> [Selected extract]
────────────────────────────────────────
The growing COVID-19 outbreak is making already complex efforts to speed action on climate change more challenging, says Britain's Prince Charles
By Laurie Goering
LONDON, March 10 (Thomson Reuters Foundation) - The growing global coronavirus outbreak is making already complex efforts to speed up action on climate change more challenging, Britain's Prince Charles said on Tuesday.
In depth: Coronavirus and its impact on people, cities, and economy
The spread of the virus has led to the postponement or cancellation of many meetings around the world, including climate change negotiations and diplomacy efforts, as Britain prepares to host a key U.N. climate summit in November aimed at ramping up ambition to cut still-rising emissions.
With environmentalists demanding swift climate action and scientists warning little time remains to shift global systems onto a low-carbon path, the virus "makes it all much more complicated", said the heir to the British throne.
"We end up in a perfect storm now, with threat multipliers in all directions," he told a gathering of water and climate experts in London, hosted by charity WaterAid.
Charles, patron of the agency which works on global water and sanitation issues, called climate change "the greatest threat humanity has ever faced".
It often plays out as water impacts - from floods and droughts to rising seas - and is hampering efforts to improve clean water access and support farming and better health, speakers said.
Beatrice Caroline Phiri, a 22-year-old Zambian radio reporter and climate change activist, said her country now suffers 10-hour power cuts as too little rain falls to keep the hydroelectric dams the country relies on running.
In some communities, girls wake as early as 4 am to fetch water from distant sources for their families, which means they miss school or "are too tired to focus", she said.
"Climate change is making it too hard for us to survive, much less lead successful lives," Phiri said.
Yvonne Aki-Sawyerr, the mayor of Freetown, Sierra Leone's capital, said worsening drought was destroying harvests in her country and driving farmers into unplanned city settlements.
────────────────────────────────────────
Continue the news report on Prince Charles and climate change from the point where it stops.
────────────────────────────────────────
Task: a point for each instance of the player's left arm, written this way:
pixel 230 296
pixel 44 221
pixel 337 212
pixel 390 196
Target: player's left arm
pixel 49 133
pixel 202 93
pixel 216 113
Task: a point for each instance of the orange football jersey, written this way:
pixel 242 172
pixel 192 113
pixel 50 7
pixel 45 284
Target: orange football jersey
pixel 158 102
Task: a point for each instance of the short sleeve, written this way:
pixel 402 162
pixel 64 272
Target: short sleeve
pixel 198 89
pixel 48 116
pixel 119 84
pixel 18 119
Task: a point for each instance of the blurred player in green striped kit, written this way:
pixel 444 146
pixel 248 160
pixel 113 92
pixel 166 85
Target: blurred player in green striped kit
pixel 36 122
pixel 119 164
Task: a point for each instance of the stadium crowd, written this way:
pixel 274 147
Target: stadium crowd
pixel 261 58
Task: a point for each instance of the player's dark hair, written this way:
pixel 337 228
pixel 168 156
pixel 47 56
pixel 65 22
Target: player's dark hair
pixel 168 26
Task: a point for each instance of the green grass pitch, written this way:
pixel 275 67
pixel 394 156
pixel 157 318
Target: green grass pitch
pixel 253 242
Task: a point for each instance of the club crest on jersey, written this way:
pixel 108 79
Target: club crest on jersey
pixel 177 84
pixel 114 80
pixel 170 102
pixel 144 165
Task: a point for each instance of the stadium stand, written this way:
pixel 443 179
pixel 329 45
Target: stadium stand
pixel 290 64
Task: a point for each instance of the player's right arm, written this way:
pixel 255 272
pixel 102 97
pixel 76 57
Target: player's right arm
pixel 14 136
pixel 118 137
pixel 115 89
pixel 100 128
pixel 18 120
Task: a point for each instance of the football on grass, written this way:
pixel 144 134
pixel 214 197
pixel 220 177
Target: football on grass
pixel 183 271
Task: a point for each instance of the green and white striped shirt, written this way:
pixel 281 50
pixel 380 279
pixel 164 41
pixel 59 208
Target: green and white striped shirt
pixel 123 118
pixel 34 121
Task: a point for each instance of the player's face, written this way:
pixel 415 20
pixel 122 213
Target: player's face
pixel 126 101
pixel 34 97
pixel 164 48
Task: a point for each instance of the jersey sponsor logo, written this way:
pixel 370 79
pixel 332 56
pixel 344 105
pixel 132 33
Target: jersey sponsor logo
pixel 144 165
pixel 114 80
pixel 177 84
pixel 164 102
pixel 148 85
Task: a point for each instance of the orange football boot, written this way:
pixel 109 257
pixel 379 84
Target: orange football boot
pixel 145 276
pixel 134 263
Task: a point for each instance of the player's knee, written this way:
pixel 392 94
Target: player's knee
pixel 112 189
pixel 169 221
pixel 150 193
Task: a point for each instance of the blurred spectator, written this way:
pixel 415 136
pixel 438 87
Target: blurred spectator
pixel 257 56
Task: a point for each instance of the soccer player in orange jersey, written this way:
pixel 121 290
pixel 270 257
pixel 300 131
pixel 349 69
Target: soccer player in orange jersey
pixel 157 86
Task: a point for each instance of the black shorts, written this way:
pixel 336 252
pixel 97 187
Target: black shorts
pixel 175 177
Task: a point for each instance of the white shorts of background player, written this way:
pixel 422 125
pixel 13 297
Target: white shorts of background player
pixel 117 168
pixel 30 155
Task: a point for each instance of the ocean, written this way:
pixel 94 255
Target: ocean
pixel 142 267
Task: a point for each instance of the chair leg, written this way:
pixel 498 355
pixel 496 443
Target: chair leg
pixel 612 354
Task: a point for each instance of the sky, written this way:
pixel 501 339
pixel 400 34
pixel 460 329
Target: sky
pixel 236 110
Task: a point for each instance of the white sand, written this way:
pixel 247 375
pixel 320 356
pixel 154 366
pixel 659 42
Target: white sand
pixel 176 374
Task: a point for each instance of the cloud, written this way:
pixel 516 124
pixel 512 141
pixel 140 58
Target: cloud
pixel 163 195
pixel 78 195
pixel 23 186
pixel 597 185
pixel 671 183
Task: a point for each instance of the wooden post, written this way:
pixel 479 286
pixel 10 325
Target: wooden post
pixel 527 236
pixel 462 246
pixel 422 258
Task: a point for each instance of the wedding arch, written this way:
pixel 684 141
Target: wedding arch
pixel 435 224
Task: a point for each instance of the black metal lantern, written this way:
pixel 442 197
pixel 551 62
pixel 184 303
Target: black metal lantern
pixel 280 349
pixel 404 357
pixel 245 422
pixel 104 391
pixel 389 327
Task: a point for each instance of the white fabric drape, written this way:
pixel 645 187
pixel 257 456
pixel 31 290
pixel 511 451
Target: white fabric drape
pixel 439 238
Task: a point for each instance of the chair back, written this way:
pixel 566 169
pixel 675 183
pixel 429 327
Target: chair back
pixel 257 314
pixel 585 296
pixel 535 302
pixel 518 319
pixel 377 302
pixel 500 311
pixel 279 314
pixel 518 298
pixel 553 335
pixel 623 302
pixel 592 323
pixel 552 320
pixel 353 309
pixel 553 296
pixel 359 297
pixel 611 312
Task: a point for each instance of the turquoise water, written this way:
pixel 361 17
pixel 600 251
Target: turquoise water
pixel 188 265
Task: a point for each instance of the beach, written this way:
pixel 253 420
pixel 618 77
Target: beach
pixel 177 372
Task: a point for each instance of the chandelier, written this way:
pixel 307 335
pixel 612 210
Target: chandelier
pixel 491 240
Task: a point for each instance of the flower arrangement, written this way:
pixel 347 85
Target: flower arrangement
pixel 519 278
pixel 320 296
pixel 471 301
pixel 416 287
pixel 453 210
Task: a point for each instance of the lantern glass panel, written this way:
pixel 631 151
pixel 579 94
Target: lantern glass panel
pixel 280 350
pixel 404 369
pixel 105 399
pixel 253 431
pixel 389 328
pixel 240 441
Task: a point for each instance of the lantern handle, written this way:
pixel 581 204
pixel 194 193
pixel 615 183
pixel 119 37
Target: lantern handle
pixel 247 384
────────────────────────────────────────
> [Result of the exercise]
Expanding slums lead to losses of trees and mangroves, which leave water catchments bare and worsen flooding and water pollution, she said.
To address the problem, the West African city has launched a campaign that aims to plant a million trees this year and is working to create a storm-drain network, the mayor said.
But stopping development in hazard-prone areas is difficult, and with building permits still being issued, efforts to cut risks are happening "with one hand tied behind my back", Aki-Sawyerr said.
Nicholas Stern, chairman of the London-based Grantham Research Institute on Climate Change and the Environment, said economic changes, from cheaper renewables to surging electric car sales, mean progress toward climate goals is happening.
Growing pressure also means "it won't be easy now for financial institutions to put their money behind the technology of the 19th and 20th centuries instead of the technology of the 21st century", he said.
But still, in many parts of the economy, "the sense of urgency, the sense of crisis we now face is not well enough understood", he added.
The next 10 to 15 years would be "absolutely decisive" to ensure new roads, buildings and other infrastructure is climate-smart and green, he said.
As the global population grows and more people move to cities, huge amounts of new spending will happen, and if that is not climate-friendly, "we're in deep, deep trouble", he added.